DifferentialAnalysis_Bulk

The above subdirectory contains scripts for runnning differential analysis. dbind.R is used to calculate the consensus matrix using all bulk samples and is run using dbind.sh. dbind.R utilizes a csv file to access all samples for which the consensus needs to be calculated. An example file (CD14_hg38.csv) has been provided as an example. DifferentialAnalysis_cinaR.R is used to run the Differential Analysis step using the consensus matrix from the previous step. The PCA.R and TimeSeries.R scripts build a PCA plot and conduct trend analysis and visualizations from the differential data.

Enrichment

The scripts in the above subdirectory conduct Hypergeometric enrichment analyses from the differential data. Enrichment_Analyses.R runs the enrichment by calling the HPEA.R script. The remaining files in the directory contain the enrichment genesets for different datasets.

Within SingleCell_Scripts, we have the following:

CellrangerProcessing

The scripts in the above subdirectory process the single cell fastq files using Cellranger-ATAC for snATAC samples and Cellranger-ARC for Multiomic Samples. snATAC_Cellranger.sh runs cellranger-ATAC for snATAC samples and Multiome_Cellranger_Example.sh runs Cellranger-ARC for Multiomic samples. Cellranger-ARC requires a library file to run and an examples file (Example_library.csv) has been provided for the same.
☆ ☆ ☆ ☆ ☆ ☆ ☆
TASKS TO CARRY OUT
**a)** In the analysis scripts text, which script is used to run dbind.R?
**b)** Please write the next part of the analysis scripts text, picking up after its last sentence.
The listing isn't needed for anything here.

PROVIDED DATA
☆ ☆ ☆ ☆ ☆ ☆ ☆
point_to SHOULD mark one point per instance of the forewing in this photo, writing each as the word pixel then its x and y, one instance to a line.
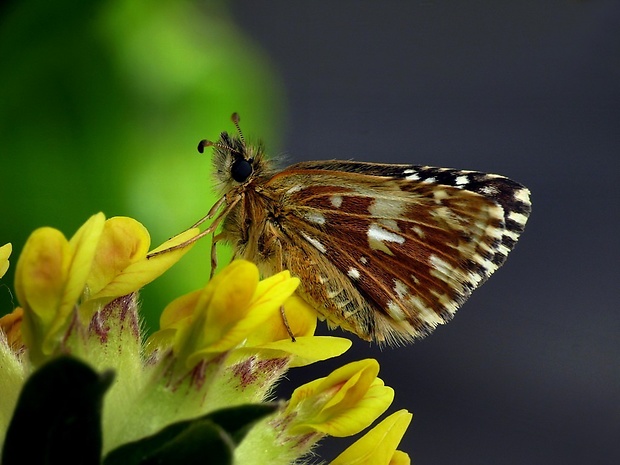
pixel 395 249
☆ ☆ ☆ ☆ ☆ ☆ ☆
SOLVED PROBLEMS
**a)** dbind.sh

**b)**
Run these scripts for each sample to complete initial processing.

IndividualSampleProcessing

The scripts in the above subdirectory contains script for individual processing of the snATAC and Multiomic samples. The Signac_snATAC_Processing.R runs the Signac pipeline for the snATAC samples and the Multiome_WNN.R runs the Seurat WNN pipeline for the Multiome samples. In between, for Quality checks, we used scrublet (scrublet_script.py) to remove RNA doublets and AMULET/snATAC_DoubletDetector (Amulet.sh) to remove ATAC doublets. The Edit.sh script incorporates the Amulet and scrublet script and output a AllBarcodes_OutliersandDoubletRemovedTwice.csv file which is required for pseudobulk processes. This script was written for the Multiome samples but can be modified to exclude certain steps to make it run for snATAC samples.

For snATAC_DoubletDetector version used in Doublet Removal for Single cell data, download the software from given link https://drive.google.com/drive/folders/1LTvF61PjECwkk4K-zGxH8EgWLNO6xW2L?usp=sharing

MergingSamples

The scripts in the above subdirectory merges RNA and ATAC profiles from the Multiome samples only post conducting QC for each individual sample. Seurat_GEX.R is run for each sample to create RNA profiles for each Multiome sample and these profiles are merged using Merge_Seurat_RNA.R. For ATAC profiles, we run IntegrateSamples_ATAC.R using Run_IntegrateSamples_ATAC.sh to recall peaks for each sample and recount fragments and do the merging. IntegrateSamples_ATAC.R requires a text file containing the location of bed files and fragment files for the merging step. An example text file has been provided for the same (FinalSampleMergeSignac.txt).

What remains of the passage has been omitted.